Requirements: Copy the lines of the records below exactly, starting with the line that contains "Check that each instance of the sandy" and continuing through the end of the records.

(Excerpts from point annotation data)

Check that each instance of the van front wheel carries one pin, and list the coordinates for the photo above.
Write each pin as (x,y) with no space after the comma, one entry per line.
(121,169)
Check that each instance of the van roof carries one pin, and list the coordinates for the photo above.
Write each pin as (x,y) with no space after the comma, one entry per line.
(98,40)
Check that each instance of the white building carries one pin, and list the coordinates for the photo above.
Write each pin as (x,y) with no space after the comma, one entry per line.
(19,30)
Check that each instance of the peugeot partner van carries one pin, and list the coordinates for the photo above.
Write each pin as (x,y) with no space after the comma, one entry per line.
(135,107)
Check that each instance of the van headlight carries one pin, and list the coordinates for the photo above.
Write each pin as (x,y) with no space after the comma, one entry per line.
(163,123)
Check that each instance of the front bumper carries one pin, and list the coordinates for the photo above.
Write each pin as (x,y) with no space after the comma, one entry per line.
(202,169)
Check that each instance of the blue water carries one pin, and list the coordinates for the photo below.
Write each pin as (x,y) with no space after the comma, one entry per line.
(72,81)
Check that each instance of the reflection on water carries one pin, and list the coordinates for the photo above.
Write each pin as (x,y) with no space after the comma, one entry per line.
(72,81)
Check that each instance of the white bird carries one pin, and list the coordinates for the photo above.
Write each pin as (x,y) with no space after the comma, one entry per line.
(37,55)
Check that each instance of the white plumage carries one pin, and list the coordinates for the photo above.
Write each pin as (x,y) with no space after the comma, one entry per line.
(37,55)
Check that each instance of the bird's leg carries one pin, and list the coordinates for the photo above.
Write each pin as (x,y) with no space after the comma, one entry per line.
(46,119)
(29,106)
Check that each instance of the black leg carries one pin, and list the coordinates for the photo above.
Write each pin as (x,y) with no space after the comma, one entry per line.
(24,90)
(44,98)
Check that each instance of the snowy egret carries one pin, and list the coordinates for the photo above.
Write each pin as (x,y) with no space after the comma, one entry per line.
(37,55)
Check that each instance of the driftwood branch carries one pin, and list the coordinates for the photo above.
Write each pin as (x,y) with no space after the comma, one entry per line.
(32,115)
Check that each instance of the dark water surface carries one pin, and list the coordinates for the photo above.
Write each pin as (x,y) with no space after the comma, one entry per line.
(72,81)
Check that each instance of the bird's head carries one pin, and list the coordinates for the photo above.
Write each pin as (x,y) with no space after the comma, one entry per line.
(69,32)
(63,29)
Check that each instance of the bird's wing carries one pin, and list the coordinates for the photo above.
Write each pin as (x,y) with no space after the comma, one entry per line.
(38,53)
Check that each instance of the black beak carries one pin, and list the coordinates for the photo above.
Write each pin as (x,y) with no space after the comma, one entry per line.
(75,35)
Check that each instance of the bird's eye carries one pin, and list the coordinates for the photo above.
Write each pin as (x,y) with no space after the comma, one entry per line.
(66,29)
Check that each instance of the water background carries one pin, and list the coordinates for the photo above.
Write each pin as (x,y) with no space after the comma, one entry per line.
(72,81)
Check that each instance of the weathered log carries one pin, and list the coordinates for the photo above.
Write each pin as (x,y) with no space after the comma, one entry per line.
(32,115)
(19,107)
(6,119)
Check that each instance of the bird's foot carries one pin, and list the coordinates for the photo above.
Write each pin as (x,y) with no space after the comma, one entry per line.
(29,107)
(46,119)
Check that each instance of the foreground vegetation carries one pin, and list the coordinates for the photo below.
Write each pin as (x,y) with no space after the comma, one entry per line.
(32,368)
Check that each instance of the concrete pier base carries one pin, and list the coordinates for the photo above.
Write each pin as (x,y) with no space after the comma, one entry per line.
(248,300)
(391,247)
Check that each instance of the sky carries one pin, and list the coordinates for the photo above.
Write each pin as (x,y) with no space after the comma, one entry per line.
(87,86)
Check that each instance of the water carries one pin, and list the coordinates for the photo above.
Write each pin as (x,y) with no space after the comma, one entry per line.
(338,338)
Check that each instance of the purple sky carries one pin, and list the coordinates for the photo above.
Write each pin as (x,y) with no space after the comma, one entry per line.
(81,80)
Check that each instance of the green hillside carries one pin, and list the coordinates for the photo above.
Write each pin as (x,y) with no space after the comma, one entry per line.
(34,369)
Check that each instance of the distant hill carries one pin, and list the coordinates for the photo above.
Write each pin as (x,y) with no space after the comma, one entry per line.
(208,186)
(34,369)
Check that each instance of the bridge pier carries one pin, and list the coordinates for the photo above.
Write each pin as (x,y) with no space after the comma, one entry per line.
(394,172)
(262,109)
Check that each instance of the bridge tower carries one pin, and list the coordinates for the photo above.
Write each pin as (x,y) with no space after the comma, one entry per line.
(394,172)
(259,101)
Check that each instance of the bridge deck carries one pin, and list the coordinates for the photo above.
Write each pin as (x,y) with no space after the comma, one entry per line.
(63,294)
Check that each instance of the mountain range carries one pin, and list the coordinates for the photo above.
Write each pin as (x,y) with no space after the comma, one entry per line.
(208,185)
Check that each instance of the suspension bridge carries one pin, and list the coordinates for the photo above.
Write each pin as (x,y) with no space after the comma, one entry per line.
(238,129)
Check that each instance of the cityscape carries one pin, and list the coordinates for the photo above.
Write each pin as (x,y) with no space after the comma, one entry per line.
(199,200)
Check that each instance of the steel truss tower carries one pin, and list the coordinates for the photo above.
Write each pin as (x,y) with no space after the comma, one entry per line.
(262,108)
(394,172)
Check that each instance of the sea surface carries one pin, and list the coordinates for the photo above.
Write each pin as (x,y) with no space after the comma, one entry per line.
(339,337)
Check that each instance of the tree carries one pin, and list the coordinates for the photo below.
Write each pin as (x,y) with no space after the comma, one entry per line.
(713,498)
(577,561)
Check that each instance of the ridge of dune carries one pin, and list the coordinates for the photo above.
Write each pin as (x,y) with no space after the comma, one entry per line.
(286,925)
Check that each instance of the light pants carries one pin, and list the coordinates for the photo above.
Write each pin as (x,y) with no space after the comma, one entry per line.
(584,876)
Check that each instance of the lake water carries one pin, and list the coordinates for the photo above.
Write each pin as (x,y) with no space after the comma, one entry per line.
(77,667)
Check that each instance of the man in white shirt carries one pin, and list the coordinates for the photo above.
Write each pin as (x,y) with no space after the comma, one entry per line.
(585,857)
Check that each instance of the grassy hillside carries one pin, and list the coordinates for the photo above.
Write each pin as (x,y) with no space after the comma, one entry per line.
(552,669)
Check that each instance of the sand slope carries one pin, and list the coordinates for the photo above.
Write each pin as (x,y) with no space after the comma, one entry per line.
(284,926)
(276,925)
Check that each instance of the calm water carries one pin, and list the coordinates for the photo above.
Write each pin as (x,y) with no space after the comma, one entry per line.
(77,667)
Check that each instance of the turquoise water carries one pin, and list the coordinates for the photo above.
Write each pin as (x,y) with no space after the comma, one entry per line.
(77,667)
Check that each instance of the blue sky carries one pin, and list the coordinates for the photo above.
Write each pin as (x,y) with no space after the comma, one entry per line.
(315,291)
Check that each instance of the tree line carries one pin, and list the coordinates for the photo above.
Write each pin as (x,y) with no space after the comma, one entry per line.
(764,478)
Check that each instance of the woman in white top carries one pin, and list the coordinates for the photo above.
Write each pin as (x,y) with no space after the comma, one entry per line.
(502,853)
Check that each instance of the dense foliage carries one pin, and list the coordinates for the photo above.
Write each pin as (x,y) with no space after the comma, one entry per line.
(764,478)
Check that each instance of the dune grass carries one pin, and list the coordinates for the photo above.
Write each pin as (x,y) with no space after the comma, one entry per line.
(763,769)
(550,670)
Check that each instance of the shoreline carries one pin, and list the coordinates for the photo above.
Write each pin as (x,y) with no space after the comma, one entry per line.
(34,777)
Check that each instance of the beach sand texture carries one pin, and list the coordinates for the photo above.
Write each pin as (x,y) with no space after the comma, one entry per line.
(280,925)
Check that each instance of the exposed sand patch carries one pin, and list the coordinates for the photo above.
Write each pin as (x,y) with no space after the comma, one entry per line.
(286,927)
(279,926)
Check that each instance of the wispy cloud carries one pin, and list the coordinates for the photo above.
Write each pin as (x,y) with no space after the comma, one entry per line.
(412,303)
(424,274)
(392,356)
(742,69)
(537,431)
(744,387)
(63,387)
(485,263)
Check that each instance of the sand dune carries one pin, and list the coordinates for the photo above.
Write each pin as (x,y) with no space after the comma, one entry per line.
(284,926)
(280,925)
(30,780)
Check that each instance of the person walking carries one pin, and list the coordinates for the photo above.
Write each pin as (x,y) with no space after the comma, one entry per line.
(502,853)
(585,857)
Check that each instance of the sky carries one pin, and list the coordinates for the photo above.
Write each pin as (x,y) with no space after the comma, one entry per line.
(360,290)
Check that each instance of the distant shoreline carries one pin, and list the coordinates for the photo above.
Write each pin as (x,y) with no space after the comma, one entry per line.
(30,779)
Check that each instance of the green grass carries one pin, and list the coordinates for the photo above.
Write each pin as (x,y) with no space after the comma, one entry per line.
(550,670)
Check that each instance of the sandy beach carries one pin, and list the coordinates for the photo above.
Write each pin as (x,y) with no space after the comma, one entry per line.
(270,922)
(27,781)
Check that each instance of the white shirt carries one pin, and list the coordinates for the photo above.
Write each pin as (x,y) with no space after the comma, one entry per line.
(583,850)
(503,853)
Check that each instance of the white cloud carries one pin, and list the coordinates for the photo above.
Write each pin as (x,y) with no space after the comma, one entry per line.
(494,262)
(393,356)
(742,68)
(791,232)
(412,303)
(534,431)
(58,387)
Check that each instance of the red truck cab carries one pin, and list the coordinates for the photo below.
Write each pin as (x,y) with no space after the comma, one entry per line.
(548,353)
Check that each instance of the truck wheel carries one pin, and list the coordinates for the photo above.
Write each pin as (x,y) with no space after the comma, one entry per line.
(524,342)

Complete response:
Check that each instance of the sandy beach carries one pin, and list the coordinates for the photo above.
Write each pin as (x,y) with no space after the comma, one entry per line.
(270,922)
(27,781)
Check that each instance of the white shirt carries one pin, and list the coordinates for the photo above.
Write each pin as (x,y) with no space after the comma, one entry per line.
(583,850)
(503,853)
Check that each instance of the white cloud carries one pin, and list the coordinates for the photo above.
Write each pin as (x,y) with no space after the comma, one entry per line.
(494,262)
(393,356)
(742,68)
(791,232)
(412,303)
(534,431)
(58,387)
Check that each instance of the red truck cab carries one pin, and list the coordinates for the photo below.
Write each pin as (x,y) with no space after the comma, one entry per line.
(548,353)
Check that each instance of the truck wheel carries one pin, and list the coordinates for the photo above.
Write each pin as (x,y) with no space after the comma, one entry per line.
(524,342)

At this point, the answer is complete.